● Written task: Please extract the material from its very first line through the line containing "260], [154, 259]]]", keeping both ends and reproducing each line unchanged.

● Raw records:
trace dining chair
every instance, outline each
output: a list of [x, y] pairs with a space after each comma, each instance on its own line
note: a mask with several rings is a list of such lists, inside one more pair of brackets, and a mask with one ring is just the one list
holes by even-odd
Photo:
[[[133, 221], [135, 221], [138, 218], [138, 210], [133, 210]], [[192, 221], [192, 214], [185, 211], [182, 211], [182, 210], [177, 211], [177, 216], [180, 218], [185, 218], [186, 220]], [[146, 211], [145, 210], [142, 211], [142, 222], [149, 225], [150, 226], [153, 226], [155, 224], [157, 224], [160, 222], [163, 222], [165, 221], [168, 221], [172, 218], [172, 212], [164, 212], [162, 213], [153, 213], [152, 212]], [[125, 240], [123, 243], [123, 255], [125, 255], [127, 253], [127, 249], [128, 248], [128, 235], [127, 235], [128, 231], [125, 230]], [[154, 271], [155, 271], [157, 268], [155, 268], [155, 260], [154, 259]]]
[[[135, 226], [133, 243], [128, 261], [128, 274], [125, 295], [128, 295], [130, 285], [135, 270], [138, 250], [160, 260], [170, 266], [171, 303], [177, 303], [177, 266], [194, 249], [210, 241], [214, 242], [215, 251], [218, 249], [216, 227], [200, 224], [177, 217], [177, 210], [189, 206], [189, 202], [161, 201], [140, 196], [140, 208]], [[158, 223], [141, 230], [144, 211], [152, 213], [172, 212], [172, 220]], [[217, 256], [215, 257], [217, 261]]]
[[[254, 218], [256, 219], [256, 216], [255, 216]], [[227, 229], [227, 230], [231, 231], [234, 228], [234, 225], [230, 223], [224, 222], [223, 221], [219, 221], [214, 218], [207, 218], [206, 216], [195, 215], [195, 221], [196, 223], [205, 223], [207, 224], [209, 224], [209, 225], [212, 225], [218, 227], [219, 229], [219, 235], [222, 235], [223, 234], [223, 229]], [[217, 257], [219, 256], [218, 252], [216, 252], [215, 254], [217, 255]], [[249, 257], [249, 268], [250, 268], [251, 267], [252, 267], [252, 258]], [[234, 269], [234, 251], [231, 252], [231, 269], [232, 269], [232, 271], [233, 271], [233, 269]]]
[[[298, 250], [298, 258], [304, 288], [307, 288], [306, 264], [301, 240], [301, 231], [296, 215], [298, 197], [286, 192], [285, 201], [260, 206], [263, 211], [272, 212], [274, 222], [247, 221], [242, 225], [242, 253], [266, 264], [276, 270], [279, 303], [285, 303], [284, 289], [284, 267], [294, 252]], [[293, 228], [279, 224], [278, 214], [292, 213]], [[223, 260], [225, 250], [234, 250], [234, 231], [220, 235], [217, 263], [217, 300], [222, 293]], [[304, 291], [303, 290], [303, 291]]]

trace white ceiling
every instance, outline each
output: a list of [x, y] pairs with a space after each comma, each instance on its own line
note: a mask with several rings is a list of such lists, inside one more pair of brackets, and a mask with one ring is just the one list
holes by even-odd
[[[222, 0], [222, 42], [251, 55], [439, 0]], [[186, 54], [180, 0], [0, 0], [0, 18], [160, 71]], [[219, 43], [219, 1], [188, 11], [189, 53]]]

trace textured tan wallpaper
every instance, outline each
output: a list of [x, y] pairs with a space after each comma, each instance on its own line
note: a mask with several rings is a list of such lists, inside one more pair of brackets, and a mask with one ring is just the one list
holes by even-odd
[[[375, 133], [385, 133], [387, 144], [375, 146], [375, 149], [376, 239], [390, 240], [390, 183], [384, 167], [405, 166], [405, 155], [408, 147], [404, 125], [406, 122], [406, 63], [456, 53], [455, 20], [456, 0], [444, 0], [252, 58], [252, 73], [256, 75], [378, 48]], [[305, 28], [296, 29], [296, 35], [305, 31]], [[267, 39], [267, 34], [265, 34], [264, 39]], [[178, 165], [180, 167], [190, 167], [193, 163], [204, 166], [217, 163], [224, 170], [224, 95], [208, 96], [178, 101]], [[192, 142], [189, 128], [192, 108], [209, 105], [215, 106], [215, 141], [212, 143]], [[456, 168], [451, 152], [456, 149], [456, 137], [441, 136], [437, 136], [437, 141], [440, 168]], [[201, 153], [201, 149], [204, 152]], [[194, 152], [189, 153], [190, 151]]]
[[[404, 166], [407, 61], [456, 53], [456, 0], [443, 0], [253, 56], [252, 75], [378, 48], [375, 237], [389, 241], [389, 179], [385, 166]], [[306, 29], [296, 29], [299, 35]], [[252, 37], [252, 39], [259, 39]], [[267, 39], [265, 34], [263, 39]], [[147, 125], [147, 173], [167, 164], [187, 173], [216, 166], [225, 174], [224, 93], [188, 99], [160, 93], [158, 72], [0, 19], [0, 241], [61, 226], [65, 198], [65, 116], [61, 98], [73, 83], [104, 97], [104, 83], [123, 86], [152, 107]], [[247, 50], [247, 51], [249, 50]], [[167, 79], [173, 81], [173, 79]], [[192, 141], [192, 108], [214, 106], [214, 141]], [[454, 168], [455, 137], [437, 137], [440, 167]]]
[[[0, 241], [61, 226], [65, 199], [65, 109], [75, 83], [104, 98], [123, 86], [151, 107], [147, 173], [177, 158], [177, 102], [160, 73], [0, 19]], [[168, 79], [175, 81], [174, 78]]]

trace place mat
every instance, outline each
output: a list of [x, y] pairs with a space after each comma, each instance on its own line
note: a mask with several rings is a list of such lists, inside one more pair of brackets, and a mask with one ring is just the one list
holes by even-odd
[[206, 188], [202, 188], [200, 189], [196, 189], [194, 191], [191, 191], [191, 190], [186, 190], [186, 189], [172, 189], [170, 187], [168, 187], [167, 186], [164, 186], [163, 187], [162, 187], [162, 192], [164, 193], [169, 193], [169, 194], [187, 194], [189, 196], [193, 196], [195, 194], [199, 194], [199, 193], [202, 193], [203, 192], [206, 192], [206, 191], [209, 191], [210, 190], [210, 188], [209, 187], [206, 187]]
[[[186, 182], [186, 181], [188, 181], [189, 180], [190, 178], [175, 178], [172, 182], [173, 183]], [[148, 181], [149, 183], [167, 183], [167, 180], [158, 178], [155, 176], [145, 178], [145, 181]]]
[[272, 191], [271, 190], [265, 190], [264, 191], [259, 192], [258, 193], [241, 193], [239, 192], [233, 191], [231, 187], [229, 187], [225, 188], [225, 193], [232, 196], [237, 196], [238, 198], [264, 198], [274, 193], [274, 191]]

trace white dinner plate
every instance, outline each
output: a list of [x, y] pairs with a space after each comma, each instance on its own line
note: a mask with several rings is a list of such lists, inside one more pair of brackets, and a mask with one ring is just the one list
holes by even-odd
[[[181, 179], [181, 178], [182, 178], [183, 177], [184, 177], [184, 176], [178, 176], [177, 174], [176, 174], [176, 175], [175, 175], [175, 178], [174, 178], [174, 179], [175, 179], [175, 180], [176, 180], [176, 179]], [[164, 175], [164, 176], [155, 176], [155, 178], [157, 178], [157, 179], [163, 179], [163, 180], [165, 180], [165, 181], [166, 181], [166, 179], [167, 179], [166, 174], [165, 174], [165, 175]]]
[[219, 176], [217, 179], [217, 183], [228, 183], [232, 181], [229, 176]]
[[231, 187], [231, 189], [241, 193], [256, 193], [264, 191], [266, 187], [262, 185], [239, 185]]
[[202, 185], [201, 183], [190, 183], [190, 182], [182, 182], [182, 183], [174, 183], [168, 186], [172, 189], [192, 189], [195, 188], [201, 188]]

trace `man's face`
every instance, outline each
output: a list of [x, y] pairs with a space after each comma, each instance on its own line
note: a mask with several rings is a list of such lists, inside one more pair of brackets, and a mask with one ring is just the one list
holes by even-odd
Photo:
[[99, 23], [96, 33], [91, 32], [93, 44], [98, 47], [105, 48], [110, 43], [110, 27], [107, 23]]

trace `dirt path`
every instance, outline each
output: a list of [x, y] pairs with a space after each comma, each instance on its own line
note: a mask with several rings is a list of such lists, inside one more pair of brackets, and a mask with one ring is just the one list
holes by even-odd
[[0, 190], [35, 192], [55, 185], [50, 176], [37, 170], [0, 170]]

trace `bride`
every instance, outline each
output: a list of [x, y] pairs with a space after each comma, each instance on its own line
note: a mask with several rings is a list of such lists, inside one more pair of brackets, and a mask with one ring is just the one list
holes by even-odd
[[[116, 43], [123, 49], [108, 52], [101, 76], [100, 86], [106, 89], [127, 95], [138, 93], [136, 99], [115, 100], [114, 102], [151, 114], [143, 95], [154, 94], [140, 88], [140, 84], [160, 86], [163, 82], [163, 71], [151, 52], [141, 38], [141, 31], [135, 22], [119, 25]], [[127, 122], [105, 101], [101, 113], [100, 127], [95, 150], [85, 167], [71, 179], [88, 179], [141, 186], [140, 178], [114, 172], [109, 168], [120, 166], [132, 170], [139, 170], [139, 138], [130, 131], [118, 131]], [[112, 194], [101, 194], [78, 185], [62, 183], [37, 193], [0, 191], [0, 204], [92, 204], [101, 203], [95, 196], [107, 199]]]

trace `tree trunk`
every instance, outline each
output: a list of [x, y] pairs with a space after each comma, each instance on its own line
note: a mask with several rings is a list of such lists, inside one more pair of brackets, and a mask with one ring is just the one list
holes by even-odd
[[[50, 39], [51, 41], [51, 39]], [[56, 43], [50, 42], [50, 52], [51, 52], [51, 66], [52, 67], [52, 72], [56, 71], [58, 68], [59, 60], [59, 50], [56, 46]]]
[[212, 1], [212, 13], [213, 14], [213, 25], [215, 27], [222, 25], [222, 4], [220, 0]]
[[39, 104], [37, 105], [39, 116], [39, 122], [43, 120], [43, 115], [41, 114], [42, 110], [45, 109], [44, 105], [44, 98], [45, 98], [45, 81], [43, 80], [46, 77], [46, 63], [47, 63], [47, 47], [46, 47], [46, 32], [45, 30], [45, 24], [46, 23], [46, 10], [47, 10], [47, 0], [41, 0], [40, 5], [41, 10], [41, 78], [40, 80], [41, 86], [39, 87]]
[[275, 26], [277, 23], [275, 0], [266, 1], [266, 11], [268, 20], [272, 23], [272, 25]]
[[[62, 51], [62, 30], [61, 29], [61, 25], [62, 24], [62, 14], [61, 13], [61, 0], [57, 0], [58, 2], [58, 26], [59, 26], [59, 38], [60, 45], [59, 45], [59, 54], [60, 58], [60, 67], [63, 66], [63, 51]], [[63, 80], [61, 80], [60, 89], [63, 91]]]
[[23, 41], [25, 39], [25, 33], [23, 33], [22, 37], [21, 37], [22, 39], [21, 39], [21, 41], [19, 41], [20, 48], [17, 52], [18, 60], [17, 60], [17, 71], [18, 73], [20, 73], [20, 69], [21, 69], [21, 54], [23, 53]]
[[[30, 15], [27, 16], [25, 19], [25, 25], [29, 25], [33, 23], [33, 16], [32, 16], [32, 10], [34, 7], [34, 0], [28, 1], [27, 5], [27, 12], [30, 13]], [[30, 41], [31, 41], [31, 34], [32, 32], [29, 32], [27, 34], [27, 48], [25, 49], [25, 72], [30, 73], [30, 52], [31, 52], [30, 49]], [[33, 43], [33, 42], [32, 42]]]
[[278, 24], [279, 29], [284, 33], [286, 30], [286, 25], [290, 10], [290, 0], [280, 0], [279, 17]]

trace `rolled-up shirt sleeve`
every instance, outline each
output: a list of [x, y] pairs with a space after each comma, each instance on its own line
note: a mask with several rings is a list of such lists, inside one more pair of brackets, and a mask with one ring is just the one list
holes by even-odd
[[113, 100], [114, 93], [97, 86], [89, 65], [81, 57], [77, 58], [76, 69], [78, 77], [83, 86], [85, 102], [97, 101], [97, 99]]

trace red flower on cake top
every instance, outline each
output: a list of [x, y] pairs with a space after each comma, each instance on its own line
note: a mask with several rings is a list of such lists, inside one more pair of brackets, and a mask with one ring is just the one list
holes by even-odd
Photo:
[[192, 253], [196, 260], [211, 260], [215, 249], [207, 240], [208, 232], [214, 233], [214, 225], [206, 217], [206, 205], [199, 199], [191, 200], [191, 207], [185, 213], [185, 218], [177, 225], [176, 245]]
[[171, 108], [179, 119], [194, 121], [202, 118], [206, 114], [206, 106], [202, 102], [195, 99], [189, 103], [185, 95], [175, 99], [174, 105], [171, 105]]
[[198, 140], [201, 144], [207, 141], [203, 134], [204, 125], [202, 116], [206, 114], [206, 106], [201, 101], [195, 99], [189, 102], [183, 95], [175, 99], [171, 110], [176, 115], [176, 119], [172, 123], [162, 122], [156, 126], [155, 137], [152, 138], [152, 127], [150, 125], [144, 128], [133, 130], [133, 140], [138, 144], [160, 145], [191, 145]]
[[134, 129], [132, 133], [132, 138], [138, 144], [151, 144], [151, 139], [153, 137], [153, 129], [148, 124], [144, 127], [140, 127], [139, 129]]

● Exercise response:
trace dining chair
every instance, outline each
output: a list of [x, y] pairs with a space after each comma, each instance on its own line
note: a mask with several rings is a list of such lists, inside one more pair of brackets, and a mask with one ring is just the one list
holes by even-odd
Photo:
[[[133, 221], [135, 221], [138, 218], [138, 210], [133, 210]], [[192, 221], [192, 214], [185, 211], [182, 211], [182, 210], [177, 211], [177, 216], [180, 218], [185, 218], [186, 220]], [[146, 211], [145, 210], [142, 211], [142, 222], [149, 225], [150, 226], [153, 226], [155, 224], [157, 224], [160, 222], [163, 222], [165, 221], [168, 221], [172, 218], [172, 212], [164, 212], [162, 213], [153, 213], [152, 212]], [[125, 240], [123, 243], [123, 255], [125, 255], [127, 253], [127, 249], [128, 248], [128, 235], [127, 235], [128, 231], [125, 230]], [[154, 271], [155, 271], [157, 268], [155, 268], [155, 260], [154, 259]]]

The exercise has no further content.